* [Supplied material]
§ §

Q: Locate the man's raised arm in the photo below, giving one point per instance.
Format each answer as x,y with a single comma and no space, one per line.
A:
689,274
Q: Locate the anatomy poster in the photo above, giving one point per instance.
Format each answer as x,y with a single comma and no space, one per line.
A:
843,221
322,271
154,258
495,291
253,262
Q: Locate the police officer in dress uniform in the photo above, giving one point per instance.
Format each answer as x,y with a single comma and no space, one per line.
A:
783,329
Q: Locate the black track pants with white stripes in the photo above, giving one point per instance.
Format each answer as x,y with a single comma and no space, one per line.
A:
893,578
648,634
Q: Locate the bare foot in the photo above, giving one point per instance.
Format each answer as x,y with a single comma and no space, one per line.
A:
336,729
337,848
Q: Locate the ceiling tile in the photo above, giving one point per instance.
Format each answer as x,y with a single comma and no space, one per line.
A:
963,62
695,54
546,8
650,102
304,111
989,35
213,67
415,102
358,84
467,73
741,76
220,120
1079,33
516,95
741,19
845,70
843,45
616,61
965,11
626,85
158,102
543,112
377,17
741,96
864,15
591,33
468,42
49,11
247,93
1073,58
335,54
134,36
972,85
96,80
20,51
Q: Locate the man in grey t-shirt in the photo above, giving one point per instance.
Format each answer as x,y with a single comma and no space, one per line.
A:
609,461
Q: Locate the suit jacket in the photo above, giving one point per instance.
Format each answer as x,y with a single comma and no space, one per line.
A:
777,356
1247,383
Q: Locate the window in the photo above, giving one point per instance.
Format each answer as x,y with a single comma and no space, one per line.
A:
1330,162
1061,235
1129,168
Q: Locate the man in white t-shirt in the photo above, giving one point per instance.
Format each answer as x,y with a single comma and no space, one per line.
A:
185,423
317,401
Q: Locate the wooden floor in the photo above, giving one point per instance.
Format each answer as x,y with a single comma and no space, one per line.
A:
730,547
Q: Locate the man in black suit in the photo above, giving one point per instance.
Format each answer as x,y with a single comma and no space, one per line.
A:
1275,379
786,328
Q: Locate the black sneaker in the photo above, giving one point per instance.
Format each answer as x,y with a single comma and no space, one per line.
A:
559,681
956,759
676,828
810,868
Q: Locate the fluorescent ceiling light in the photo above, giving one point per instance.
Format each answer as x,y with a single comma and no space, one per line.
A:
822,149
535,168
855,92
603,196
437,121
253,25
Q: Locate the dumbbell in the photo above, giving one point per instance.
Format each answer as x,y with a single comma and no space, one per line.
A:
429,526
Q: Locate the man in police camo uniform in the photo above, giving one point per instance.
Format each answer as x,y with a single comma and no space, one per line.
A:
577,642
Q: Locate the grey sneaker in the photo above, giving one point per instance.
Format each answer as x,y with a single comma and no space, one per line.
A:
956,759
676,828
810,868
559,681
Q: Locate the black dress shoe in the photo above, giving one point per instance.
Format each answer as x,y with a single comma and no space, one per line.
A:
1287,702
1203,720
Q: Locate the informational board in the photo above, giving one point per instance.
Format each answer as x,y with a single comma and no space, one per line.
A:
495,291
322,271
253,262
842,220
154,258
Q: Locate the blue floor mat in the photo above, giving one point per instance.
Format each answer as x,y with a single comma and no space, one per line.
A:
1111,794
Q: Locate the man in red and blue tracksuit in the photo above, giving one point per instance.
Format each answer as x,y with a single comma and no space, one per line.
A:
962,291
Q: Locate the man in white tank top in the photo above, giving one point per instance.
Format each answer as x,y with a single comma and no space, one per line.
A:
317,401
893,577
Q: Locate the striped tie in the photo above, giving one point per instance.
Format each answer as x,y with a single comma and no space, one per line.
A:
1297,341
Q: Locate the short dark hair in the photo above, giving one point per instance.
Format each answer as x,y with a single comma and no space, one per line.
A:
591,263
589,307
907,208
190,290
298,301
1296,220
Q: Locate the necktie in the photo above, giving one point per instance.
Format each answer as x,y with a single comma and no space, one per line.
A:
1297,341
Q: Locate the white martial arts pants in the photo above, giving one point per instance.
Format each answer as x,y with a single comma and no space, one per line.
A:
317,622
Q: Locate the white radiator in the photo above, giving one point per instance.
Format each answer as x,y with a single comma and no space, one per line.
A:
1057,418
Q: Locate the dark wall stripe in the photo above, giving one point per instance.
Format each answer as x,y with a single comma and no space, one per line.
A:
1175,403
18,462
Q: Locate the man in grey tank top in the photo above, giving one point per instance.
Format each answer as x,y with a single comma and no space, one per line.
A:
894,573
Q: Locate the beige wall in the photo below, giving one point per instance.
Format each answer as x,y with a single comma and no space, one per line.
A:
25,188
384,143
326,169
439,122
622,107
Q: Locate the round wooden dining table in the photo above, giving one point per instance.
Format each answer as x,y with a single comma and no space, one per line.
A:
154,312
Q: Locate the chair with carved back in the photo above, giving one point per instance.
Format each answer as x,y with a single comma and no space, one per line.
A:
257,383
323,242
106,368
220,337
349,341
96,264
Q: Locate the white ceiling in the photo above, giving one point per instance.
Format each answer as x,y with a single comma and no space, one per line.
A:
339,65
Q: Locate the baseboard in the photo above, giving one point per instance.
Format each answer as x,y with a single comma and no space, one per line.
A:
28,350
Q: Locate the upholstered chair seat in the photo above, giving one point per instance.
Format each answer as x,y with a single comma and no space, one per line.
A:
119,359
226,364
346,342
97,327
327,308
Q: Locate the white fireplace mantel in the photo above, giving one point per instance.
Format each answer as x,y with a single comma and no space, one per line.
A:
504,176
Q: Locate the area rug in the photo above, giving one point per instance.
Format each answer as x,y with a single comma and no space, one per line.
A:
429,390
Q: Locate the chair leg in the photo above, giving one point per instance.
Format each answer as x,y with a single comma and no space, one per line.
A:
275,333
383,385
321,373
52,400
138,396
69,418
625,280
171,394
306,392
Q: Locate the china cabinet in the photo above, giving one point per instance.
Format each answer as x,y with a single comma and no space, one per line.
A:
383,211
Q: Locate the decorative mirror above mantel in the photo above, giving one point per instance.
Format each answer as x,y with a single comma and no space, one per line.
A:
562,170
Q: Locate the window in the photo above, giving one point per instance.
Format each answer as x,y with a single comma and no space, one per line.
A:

§ §

* [Requirement]
Pull each line containing "floor" from the records.

* [Exercise output]
Q: Locate the wooden floor in the photo above, giving one point per instance.
Q: Locate the blue floor mat in the photo above, giving one point per instance.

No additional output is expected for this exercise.